>> begin SOURCE DATA
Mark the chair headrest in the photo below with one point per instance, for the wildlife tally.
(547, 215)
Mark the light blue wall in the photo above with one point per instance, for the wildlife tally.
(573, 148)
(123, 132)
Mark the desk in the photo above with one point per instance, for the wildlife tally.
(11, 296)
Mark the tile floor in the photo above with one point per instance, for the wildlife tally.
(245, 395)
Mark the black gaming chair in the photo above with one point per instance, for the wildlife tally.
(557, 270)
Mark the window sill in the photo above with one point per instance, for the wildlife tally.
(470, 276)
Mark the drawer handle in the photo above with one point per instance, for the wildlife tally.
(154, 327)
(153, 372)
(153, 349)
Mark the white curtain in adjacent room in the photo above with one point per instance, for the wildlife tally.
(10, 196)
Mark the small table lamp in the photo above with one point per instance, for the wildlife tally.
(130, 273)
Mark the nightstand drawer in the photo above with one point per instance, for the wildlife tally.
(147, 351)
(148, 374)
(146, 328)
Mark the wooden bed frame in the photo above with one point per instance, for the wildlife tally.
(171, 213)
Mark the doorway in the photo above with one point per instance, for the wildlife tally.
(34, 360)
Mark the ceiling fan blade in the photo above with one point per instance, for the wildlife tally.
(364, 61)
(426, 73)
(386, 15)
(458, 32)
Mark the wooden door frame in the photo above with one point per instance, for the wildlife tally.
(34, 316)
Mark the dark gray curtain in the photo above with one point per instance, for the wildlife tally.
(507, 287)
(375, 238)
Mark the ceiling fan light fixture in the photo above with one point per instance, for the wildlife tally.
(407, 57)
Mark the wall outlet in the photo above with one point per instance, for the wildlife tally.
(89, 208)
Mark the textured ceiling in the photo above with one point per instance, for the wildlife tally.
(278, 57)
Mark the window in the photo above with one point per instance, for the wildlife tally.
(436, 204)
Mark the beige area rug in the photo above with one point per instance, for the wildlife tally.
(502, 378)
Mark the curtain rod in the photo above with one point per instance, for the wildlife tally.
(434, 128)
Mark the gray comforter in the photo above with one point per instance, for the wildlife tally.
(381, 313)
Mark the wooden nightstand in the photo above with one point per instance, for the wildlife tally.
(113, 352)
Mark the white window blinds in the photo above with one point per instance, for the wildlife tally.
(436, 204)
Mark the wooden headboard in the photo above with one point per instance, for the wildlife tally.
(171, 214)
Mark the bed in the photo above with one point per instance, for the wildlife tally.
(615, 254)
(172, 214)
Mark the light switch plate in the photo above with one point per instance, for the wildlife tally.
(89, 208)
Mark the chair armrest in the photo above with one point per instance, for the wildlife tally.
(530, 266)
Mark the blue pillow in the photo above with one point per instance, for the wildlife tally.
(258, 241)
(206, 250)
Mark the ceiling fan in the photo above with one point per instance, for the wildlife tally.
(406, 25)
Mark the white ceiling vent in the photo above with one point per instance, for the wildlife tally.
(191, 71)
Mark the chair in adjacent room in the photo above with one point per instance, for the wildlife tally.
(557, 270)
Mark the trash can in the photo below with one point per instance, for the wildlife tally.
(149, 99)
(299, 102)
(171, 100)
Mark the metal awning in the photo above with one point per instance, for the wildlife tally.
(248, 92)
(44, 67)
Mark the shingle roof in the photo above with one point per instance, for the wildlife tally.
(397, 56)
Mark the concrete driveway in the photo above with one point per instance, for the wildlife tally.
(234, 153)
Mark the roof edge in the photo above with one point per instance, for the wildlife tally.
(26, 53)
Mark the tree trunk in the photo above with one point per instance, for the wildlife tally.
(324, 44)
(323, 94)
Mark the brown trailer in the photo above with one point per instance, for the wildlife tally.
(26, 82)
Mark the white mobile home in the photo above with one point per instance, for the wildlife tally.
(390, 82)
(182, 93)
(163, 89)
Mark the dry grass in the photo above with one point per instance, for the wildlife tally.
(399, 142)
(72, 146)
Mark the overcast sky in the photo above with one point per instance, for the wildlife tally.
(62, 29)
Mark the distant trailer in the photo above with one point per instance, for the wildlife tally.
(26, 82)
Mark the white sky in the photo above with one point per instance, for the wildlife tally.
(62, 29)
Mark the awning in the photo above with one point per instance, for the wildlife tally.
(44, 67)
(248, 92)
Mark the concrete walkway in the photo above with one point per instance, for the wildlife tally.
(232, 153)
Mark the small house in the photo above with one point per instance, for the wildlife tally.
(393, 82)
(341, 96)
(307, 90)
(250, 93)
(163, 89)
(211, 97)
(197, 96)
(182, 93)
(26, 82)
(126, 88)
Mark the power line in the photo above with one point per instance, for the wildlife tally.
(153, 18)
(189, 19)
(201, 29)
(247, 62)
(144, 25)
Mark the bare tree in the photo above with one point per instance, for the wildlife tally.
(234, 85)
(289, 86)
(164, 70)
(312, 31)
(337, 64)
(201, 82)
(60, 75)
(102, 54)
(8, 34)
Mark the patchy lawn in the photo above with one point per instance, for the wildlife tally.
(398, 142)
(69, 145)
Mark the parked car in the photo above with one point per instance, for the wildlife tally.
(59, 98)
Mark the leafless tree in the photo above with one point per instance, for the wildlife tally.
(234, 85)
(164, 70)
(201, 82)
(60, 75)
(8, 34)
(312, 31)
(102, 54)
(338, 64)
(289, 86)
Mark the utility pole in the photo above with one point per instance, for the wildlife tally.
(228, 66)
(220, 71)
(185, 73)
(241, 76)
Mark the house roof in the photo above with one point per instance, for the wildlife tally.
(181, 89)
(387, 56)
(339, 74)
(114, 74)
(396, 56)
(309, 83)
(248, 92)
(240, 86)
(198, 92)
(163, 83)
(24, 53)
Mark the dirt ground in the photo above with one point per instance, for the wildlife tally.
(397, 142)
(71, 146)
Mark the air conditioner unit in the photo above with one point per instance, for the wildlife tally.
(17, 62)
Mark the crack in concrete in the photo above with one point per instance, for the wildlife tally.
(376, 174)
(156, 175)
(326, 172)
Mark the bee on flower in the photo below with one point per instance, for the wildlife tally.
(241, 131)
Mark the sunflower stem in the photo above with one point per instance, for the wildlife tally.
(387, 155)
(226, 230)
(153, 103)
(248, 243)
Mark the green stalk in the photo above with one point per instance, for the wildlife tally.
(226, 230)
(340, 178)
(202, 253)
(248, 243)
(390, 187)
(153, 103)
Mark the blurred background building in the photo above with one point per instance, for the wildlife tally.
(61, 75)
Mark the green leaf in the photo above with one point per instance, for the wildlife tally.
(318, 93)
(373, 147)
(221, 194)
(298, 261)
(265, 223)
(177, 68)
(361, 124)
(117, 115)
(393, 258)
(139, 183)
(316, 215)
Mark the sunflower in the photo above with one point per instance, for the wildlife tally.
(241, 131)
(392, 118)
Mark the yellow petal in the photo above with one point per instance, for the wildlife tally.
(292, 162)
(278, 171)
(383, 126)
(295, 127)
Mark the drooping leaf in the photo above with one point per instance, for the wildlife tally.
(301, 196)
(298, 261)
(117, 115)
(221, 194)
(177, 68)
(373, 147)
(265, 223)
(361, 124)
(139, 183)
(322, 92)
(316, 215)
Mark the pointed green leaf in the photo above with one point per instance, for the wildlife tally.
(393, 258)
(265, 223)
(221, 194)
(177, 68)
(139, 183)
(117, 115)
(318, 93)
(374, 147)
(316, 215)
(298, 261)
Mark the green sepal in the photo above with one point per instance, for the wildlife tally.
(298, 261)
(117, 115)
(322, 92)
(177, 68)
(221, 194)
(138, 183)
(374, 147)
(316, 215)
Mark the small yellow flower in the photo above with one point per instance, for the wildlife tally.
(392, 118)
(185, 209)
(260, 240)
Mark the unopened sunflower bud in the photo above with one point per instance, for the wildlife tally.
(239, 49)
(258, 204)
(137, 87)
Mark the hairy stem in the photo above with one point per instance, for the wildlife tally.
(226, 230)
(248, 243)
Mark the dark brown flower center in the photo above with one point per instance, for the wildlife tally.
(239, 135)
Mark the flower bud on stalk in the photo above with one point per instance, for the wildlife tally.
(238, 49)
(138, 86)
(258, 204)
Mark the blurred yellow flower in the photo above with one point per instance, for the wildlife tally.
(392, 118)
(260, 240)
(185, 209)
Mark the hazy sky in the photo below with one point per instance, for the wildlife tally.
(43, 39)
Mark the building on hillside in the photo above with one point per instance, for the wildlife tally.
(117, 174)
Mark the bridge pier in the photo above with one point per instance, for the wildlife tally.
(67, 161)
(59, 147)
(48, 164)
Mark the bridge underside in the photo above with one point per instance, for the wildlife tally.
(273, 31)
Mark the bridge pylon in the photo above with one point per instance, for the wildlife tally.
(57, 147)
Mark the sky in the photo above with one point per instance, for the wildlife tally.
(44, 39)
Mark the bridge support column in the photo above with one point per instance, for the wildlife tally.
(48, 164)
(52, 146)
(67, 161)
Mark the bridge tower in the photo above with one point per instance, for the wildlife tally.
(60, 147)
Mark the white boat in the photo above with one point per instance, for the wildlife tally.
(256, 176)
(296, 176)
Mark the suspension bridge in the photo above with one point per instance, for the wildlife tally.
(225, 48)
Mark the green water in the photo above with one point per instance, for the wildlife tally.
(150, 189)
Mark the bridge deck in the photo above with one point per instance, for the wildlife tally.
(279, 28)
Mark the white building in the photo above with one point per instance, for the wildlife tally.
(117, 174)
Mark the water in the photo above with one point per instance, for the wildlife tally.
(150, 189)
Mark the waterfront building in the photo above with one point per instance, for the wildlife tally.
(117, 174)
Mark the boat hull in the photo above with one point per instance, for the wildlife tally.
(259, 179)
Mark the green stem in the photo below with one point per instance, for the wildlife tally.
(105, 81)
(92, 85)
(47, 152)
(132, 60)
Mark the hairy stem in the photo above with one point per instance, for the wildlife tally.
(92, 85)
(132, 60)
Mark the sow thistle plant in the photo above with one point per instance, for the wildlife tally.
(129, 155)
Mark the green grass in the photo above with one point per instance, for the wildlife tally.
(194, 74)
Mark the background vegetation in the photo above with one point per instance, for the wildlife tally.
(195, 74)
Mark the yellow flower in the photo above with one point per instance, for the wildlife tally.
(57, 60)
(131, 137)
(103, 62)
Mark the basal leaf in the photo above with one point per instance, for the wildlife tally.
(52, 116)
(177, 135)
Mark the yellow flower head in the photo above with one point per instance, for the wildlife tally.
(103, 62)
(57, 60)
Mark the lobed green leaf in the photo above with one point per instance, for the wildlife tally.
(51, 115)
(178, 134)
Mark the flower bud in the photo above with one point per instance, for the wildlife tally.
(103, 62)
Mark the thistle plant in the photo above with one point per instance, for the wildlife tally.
>> end SOURCE DATA
TASK PROMPT =
In the listing above, find the line with "Mark the basal" and set down that line and all after it exactly, through the final line.

ANSWER FOR THE TASK =
Mark the basal leaf in the photo above with one point per instance, for the wildlife tally.
(52, 116)
(177, 135)
Mark the yellow flower head in the photo above with one point per instance, for the wildlife tally.
(103, 62)
(57, 60)
Mark the lobed green leaf in the photo above with one point per instance, for the wildlife tally.
(51, 115)
(178, 134)
Mark the flower bud in the photo above with one point per instance, for the wildlife tally.
(103, 62)
Mark the thistle plant in the photo above with one point per instance, for the wildlife tally.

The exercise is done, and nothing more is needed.